• **DIRECTIONS FOR THIS TASK**:
No pictures, nothing altered: return the data below.

• **INFORMATION SUPPLIED**:

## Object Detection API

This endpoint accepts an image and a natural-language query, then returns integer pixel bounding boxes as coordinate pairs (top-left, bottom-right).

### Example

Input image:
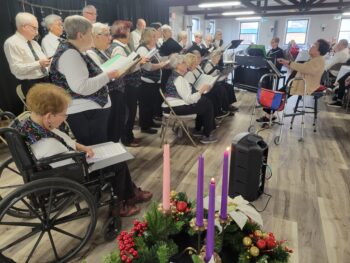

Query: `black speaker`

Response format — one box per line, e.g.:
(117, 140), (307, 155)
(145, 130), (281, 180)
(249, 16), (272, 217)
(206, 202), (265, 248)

(228, 132), (268, 202)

• **ANSWER FOR THIS EXERCISE**:
## Object Detection API

This endpoint accepts an image and a natural-language query, then returns integer pixel bounding boxes as coordinate pairs (top-left, bottom-right).

### Example

Input image:

Query: `black speaker`

Response format — one box per line, e.g.:
(117, 140), (307, 155)
(145, 130), (281, 180)
(249, 16), (272, 217)
(206, 202), (265, 248)

(228, 132), (268, 202)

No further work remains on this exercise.